----- Dataset extract -----

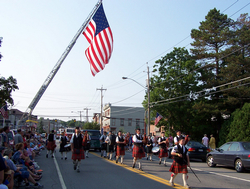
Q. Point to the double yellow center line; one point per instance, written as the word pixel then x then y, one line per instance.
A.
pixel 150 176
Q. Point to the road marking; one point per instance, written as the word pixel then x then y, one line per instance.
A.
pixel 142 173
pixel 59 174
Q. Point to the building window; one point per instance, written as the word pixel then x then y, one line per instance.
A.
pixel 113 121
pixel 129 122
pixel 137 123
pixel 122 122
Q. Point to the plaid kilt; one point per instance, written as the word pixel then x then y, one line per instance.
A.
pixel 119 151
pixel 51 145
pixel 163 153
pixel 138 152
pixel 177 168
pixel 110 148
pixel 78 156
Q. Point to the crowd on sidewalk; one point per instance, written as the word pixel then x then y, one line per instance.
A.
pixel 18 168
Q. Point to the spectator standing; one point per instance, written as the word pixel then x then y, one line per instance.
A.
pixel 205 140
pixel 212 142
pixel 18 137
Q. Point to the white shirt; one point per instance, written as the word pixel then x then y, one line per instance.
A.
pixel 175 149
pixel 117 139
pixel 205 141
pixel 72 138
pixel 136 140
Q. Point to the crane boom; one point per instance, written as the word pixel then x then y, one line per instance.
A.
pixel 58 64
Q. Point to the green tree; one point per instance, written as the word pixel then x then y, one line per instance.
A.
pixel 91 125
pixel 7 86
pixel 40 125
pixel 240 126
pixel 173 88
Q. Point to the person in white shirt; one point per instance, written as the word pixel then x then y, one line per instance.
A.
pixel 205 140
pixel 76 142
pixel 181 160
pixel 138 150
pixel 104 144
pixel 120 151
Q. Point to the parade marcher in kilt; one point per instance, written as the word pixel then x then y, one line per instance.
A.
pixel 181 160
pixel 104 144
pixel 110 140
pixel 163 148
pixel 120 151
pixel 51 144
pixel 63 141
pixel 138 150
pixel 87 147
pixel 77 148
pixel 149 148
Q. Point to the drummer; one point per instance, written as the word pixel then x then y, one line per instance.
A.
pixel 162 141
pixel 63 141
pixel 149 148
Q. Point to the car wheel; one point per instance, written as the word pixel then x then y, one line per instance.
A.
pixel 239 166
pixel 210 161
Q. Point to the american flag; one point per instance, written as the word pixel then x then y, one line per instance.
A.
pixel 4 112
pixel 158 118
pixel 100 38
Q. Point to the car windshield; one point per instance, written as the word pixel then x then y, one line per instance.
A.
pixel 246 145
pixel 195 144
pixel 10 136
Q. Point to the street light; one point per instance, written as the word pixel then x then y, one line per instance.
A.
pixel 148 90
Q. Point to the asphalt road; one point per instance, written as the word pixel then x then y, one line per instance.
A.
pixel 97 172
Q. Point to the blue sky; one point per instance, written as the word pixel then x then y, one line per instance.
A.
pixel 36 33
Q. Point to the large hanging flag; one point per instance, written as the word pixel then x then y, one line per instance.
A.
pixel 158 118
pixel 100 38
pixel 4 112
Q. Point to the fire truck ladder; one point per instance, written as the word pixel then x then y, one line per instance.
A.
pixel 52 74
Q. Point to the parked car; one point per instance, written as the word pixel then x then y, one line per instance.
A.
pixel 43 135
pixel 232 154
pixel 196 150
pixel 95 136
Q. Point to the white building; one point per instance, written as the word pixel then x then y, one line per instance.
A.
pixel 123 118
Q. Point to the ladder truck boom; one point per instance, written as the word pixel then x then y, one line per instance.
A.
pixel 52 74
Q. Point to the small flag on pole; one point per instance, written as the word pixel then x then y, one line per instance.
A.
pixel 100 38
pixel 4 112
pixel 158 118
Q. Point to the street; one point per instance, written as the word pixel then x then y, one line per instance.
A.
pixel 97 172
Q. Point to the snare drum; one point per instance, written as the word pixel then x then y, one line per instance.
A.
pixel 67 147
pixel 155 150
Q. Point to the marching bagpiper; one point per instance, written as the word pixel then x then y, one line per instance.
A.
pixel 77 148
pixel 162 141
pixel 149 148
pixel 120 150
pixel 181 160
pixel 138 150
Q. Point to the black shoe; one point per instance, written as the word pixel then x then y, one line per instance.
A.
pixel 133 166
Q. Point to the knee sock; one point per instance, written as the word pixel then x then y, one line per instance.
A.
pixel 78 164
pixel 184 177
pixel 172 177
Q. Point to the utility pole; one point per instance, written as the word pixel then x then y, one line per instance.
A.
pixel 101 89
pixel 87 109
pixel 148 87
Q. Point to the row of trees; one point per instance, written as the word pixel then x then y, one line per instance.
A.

-----

The task: Output a faithful copy of the data, with each picture left out.

Solution to the problem:
Q. Point to the double yellow center line; one point per instance, written as the word pixel then x then y, one line per instance.
A.
pixel 150 176
Q. Point to the road marking; one point per instance, written as the word pixel then x then y, one line per instance.
A.
pixel 142 173
pixel 59 174
Q. Point to the building window; one point per instance, written as the word pixel then x then y, one line per instance.
A.
pixel 113 121
pixel 129 122
pixel 137 123
pixel 122 122
Q. Point to the plaid kilt; one point per instance, written as the word pixel then x then y, one line per instance.
A.
pixel 119 151
pixel 51 145
pixel 163 153
pixel 138 152
pixel 177 168
pixel 110 148
pixel 78 156
Q. Point to the crowd on sidewalk; one point per instance, written as the word pixel then x then y, one line per instance.
A.
pixel 18 168
Q. Point to the spectator standing; one point per instance, written as the word pixel then x then y, one line per instance.
A.
pixel 205 140
pixel 212 142
pixel 18 137
Q. Point to the white shirt; one point per instance, written as the word pixel then x then y, one line per instance.
A.
pixel 175 149
pixel 117 139
pixel 205 141
pixel 72 138
pixel 136 140
Q. Point to the crane boom; one point per instance, written as the word pixel then x then y, one line per instance.
A.
pixel 58 64
Q. Point to the green tree; one point per instance, written as the word pixel then x then y, one line per instance.
A.
pixel 91 125
pixel 7 86
pixel 40 125
pixel 240 126
pixel 173 88
Q. Point to the person in white shirt; one point per instance, written as the word pixel then x then y, one line per instance.
A.
pixel 205 140
pixel 76 142
pixel 181 160
pixel 138 150
pixel 104 144
pixel 120 151
Q. Point to the parade marcher in kilt; one point per instance, written as the word pixel then x then y, one line per instance.
A.
pixel 181 160
pixel 104 144
pixel 110 140
pixel 163 148
pixel 120 151
pixel 51 144
pixel 63 141
pixel 138 150
pixel 87 147
pixel 77 148
pixel 149 148
Q. Point to the drummer; one point per instance, written as the word pixel then x then y, one line per instance.
A.
pixel 162 141
pixel 63 141
pixel 149 148
Q. Point to the car wheel; one point per instance, written as the word pixel then x then y, one line per instance.
A.
pixel 239 166
pixel 210 161
Q. Point to the american flag; one point per instance, written as the word pixel then x then y, one line per instance.
A.
pixel 4 112
pixel 158 118
pixel 100 38
Q. Point to the car windshield; one point per instance, written as the word pixel then x then y, one line per instance.
A.
pixel 246 145
pixel 195 144
pixel 10 136
Q. Point to the street light; one point per instance, written as the word pixel then x then y, one line per instance.
A.
pixel 148 90
Q. Point to the asphalt road; one point per instance, written as the word pixel then x then y, one line per instance.
A.
pixel 97 172
Q. Point to the blue sky; one point per instance, written as the word pixel then x then y, one line per instance.
A.
pixel 36 33
Q. Point to the large hanging flag; one point per instance, written as the word pixel then x then y, one line per instance.
A.
pixel 158 118
pixel 100 38
pixel 4 112
Q. Point to the fire truck ladder; one point per instance, written as the word pixel then x then y, one line per instance.
A.
pixel 52 74
Q. Point to the parked car; one point per instance, written as the word pixel then x then y, one line per instance.
A.
pixel 43 135
pixel 232 154
pixel 196 150
pixel 95 136
Q. Point to the white building; one point per instance, written as the word pixel then x then y, one line per instance.
A.
pixel 123 118
Q. Point to the ladder truck boom; one point per instance, written as the word pixel then x then y, one line per instance.
A.
pixel 52 74
Q. Point to the small flag on pole; one point per instance, written as the word pixel then x then y, one line per instance.
A.
pixel 100 38
pixel 4 112
pixel 158 118
Q. Point to the street; one point per instance, written as the word pixel then x then y, one line per instance.
A.
pixel 97 172
Q. Point to the snare drum; one point per instance, written as the word pixel then x then y, one line per instance.
A.
pixel 67 147
pixel 155 150
Q. Point to the marching bagpiper; one point per instance, written as the word pixel then x then y, one line per instance.
A.
pixel 77 148
pixel 162 141
pixel 149 148
pixel 120 150
pixel 181 160
pixel 138 150
Q. Point to the black shoe; one point per instance, written as the word pixel then x then y, one line per instance.
A.
pixel 133 166
Q. Point to the knee sock; one point per instance, written as the word pixel then x then y, one line per instance.
A.
pixel 78 164
pixel 184 177
pixel 172 177
Q. Point to the utility pole; one point per instance, written as the word pixel then x then y, one line per instance.
A.
pixel 101 89
pixel 87 109
pixel 148 87
Q. Point to the row of trees; one point per instance, written as the word pixel then x then y, one line per instance.
A.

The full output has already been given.